───── Excerpted data

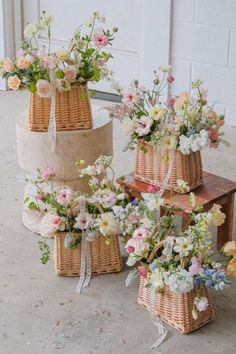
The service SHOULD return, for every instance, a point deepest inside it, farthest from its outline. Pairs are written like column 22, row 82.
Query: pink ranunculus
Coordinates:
column 13, row 82
column 170, row 79
column 64, row 196
column 153, row 189
column 130, row 249
column 143, row 271
column 202, row 304
column 49, row 172
column 22, row 63
column 170, row 102
column 100, row 39
column 70, row 72
column 214, row 135
column 195, row 268
column 8, row 65
column 44, row 88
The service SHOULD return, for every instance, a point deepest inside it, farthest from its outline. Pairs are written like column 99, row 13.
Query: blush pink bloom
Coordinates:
column 140, row 233
column 195, row 268
column 8, row 65
column 22, row 63
column 170, row 102
column 170, row 79
column 214, row 135
column 70, row 73
column 100, row 39
column 143, row 271
column 44, row 88
column 64, row 196
column 49, row 172
column 13, row 82
column 153, row 189
column 130, row 249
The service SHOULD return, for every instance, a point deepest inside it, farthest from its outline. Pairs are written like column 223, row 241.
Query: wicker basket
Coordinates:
column 72, row 110
column 152, row 168
column 175, row 309
column 105, row 258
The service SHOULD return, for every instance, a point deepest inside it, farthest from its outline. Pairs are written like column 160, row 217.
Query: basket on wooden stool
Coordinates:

──────────

#### About this task:
Copy out, from the data above, every line holding the word "Query".

#### Your solution:
Query: pink ranunculus
Query: blush pink bloom
Query: wicker basket
Query: basket on wooden stool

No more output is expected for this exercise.